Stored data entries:

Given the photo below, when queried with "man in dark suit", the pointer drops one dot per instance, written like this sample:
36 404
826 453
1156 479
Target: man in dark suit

**WHAT TO DO:**
Copy the data above verbatim, reproducing every line without alteration.

**RESPONSE TO THE EXERCISE:**
Given the photo below, when queried with "man in dark suit", the pointer drops one dot per instance, written like this sample:
36 404
826 453
1156 479
Target: man in dark suit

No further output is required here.